WHAT YOU NEED TO DO> Quote the listing below verbatim, line for line, and omit the pictures from your output.

THE INPUT>
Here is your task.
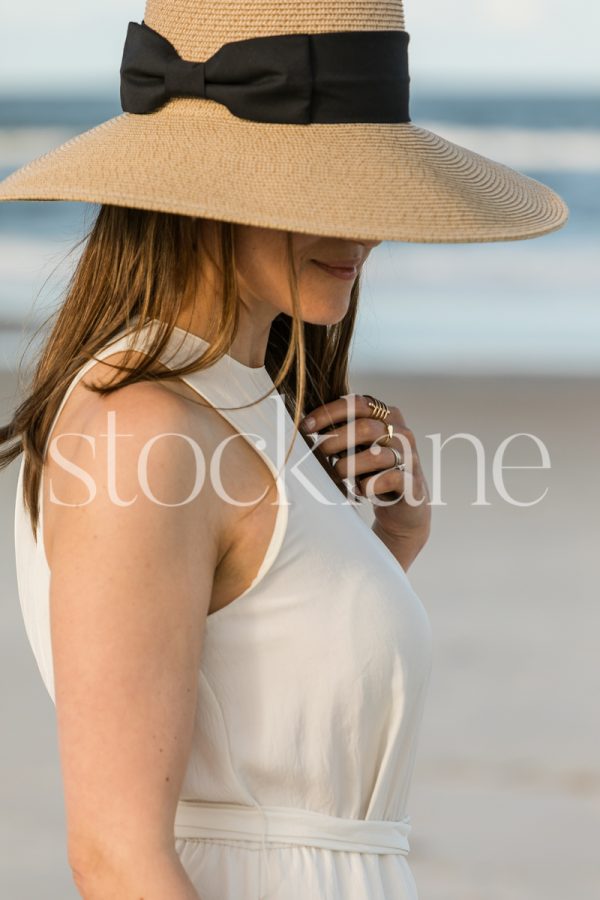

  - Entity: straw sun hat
[0,0,568,243]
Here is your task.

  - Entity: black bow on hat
[121,21,410,124]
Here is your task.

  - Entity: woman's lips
[312,259,358,281]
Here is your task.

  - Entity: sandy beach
[0,373,600,900]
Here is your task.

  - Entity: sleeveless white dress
[15,321,432,900]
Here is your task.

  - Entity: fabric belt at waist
[175,800,411,854]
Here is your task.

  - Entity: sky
[0,0,600,95]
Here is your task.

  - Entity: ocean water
[0,93,600,375]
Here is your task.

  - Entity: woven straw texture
[0,0,568,243]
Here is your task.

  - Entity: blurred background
[0,0,600,900]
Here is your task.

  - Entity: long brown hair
[0,204,360,539]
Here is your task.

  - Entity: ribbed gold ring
[363,394,391,422]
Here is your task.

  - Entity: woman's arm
[44,382,219,900]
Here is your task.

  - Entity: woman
[0,0,567,900]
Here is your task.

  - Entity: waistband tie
[175,800,411,896]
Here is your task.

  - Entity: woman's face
[234,224,381,325]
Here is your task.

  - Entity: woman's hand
[300,394,431,549]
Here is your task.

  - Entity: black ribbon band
[121,21,410,125]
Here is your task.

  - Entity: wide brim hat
[0,0,569,243]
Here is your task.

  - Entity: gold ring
[363,394,391,421]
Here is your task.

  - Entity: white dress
[15,323,432,900]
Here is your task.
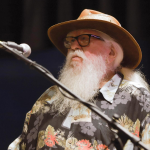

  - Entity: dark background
[0,0,150,149]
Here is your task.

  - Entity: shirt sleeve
[8,111,31,150]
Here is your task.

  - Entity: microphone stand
[0,41,149,150]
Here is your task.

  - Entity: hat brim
[48,19,142,69]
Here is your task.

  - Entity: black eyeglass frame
[64,34,105,49]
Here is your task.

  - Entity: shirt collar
[100,73,123,103]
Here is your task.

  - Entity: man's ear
[107,46,117,64]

EXERCISE OUTPUT>
Here is your task.

  - Entity: straw sun hat
[0,0,568,243]
Here is your task.

  - Entity: black bow on hat
[121,21,410,124]
Here is your task.

  - Entity: woman's lips
[312,259,358,281]
Here is your task.

  - Entity: sandy beach
[0,373,600,900]
Here is your task.

  - Entity: sleeveless white dress
[15,321,432,900]
Here is your task.

  - Entity: fabric belt at waist
[175,800,411,854]
Here is your task.

  - Entity: sky
[0,0,600,95]
Here is your task.

  - Entity: ocean water
[0,93,600,375]
Here is your task.

  - Entity: woven straw texture
[0,0,568,243]
Here is your task.

  - Entity: blurred background
[0,0,600,900]
Here is your task.

  - Entity: long brown hair
[0,204,360,539]
Here is your task.

  - Entity: ribbed gold ring
[363,394,391,422]
Here is your task.

  - Entity: woman's arm
[44,382,219,900]
Here is your task.

  - Entity: woman
[0,0,567,900]
Here is your task.

  - Entity: waistband tie
[175,800,411,896]
Here is your task.

  - Entity: woman's face
[234,224,381,325]
Here is your task.

  - Entity: woman's hand
[300,394,431,549]
Here is your task.

  - Entity: black ribbon band
[121,21,410,125]
Here is your task.

  - Entity: wide brim hat
[0,0,569,243]
Here is your task.

  - Entity: gold ring
[363,394,391,421]
Here is your task.

  - Entity: white dress
[15,323,432,900]
Here is your task.

  - Entity: dark background
[0,0,150,149]
Here is your task.

  - Entity: shirt sleeve
[8,111,31,150]
Here is your task.

  - Entity: microphone stand
[0,41,149,150]
Here is your task.

  - Entity: hat brim
[48,19,142,69]
Here is your task.

  - Entity: black eyeglass frame
[64,34,105,49]
Here is your task.

  - Entity: shirt collar
[100,73,123,103]
Here is your task.

  - Entity: man's ear
[107,46,117,64]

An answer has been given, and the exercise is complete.